*元の文章:*

BLOG ブログ

『こころ日誌』の舞台裏その3

【解説】カウンセリングは「謎解き」のミステリーである。|自傷行為への「消毒」の意味とは?

小説『こころ日誌』を読んでいただきありがとうございます。
今回は第15話から第24話までの「舞台裏」を解説します。
なぜカウンセラーがあの時「消毒」をしたのか? なぜ「怖い絵」の話をあえて振ったのか?
臨床心理士の視点から、物語に隠された意図を紐解きます。

「親子の共鳴」に使われた技法、リゾネイティング(第15話)

この小説の中では色々な専門用語が出てきますが、多分リゾネイティングだけは検索しても引っかからないと思います。なぜならこれは当相談室オリジナルの技法だからです。作中で解説しているように、身体感覚を通じてトラウマを癒していくという、ソマティックアプローチと言われるものの一つになります。今回母親がカオリの肩に手を置いて、その接触部分から互いを感じ、愛情を伝え合いましょうと教示しています。この技法は、母親が目の前の子どもを攻撃するような気持でいるときには使えません。愛情を伝えたいと思っているときに親が子どもにハグし、それによって、子どもが安心を感じるっていう当たり前の親子関係をカウンセリングの中で再現する技法になります。

カウンセリングが終わるってどういうこと?(第16話)

*データ一覧:*
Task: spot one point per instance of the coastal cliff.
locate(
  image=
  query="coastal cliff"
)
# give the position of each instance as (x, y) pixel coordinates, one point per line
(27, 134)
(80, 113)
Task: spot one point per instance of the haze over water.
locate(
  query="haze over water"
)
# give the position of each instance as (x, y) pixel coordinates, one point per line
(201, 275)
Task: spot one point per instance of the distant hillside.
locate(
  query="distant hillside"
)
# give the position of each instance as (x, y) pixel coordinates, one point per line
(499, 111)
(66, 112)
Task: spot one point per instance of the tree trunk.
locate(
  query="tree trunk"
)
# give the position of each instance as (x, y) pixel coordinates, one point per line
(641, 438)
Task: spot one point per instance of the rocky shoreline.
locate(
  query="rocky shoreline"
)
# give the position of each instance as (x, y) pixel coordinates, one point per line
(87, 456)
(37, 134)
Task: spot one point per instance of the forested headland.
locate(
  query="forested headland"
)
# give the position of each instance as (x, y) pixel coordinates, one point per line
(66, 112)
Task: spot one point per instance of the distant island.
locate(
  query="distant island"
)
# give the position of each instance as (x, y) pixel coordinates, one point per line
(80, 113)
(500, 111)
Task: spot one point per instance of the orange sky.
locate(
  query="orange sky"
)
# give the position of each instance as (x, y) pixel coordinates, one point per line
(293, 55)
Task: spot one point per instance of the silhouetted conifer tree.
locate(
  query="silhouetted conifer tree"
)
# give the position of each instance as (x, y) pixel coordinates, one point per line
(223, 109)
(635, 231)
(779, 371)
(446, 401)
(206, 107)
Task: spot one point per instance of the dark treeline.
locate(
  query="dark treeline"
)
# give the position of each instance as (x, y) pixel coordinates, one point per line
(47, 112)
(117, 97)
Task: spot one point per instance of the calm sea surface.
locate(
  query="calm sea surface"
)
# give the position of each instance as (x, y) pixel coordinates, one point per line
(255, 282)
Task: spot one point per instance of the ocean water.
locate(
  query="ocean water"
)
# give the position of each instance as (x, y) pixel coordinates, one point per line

*やること:*
1. 『こころ日誌』の舞台裏を解説した記事によると、リゾネイティングが使えないのは母親がどんな気持ちでいるときですか。
2. 『こころ日誌』の舞台裏を解説した記事を、最後の見出しの後から書き継いでください。

*回答一覧:*
1. 母親が目の前の子どもを攻撃するような気持ちでいるときです。

2.
この鈴木がパソコンの前で学生時代を思い出している場面。この小説の中でここだけはフィクションではなく、私の実体験をそのまま載せています。こんなことがあったなぁと思い出しながら書きました。そして、そこからつながる葛藤も今現在も尚持ち続けている葛藤です。

カウンセリングがうまくいっていないとき、とても空気が重くなります(第17話)

カウンセリングの中でうまくいかないときの気まずい空気を表現してみました。実際にはここで表現された以上に重たい空気になってしまうこともあります。ただ、そこまで表現してしまうと、修復が不可能になってしまうので、修復可能な範囲の膠着感を演出しました。

IBSについて

作中で鈴木は過敏性腸症候群(IBS)は起立性調節障害(OD)と並び不登校の子につきやすい診断名だと言っています。どちらも自律神経の調節が上手くいかないのが原因です。ここで誤解のないようにお願いしたいのが、IBSの人が皆、ストレスが原因でなってるわけではないが、ストレス過多で発症するケースが多いということです。一方特にストレスフルな環境がなくても元々の体質でIBSやODで苦しんでいる人もいます。

学校生活はダイビング(第18話)

ダイビングの比喩は私がよく使う比喩の一つです。以前、このHPのコラムでもそれについて詳しく書きました。是非ご参照ください。
不登校という事象を説明する上で、私の理解が伝わると思います。ただ、作中でも言っているように、「だからあなたに欠陥がある」という受け取り方はしてほしくないです。人には誰だってボンベに酸素が十分にないという体験をする可能性があります。大事なのはだから駄目だということではなく、ボンベが壊れているなら修理する、容量が足りないなら容量を増やすことです。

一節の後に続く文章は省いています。